[What you need to do]
Say how many lines in the entries hold the string "bank", giving the number by itself.

[Records to process]
************

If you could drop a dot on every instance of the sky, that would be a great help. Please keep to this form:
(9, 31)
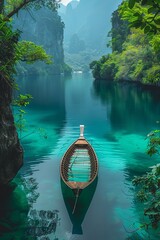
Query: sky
(65, 2)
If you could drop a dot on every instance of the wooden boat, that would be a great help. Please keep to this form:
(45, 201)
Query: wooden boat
(79, 165)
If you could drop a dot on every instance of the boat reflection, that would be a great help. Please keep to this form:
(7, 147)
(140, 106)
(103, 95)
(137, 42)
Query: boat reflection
(82, 204)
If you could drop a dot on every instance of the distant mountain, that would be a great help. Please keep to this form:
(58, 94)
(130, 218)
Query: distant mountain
(90, 20)
(87, 23)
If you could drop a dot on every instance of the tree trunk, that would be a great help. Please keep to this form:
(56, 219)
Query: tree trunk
(1, 6)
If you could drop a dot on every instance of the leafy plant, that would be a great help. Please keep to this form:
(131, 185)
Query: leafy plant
(149, 185)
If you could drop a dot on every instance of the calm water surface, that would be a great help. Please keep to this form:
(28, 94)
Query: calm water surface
(117, 119)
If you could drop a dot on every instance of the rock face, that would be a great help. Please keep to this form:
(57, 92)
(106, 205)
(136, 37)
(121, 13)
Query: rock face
(11, 153)
(44, 28)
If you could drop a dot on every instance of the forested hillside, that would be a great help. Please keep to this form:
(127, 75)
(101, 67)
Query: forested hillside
(87, 24)
(135, 47)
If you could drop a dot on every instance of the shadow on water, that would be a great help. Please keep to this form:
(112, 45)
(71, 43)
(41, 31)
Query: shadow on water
(82, 205)
(18, 218)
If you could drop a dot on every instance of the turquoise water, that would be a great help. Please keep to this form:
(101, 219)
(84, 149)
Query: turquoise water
(117, 119)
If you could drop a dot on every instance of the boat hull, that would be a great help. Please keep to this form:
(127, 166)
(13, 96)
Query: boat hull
(79, 166)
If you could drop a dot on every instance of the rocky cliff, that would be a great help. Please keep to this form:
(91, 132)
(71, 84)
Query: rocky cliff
(11, 153)
(43, 27)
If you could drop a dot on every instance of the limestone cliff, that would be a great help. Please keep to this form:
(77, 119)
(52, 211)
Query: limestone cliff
(11, 153)
(44, 27)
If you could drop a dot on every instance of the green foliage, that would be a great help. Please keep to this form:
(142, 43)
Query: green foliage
(144, 14)
(149, 192)
(138, 60)
(149, 184)
(30, 52)
(22, 100)
(76, 45)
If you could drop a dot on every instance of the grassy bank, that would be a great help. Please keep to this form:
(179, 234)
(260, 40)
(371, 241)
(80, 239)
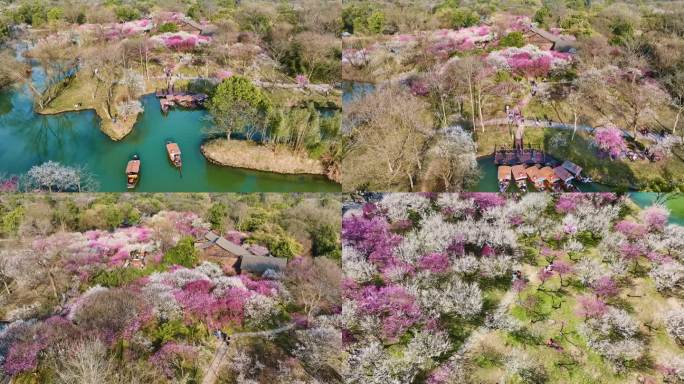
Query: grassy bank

************

[Written reply]
2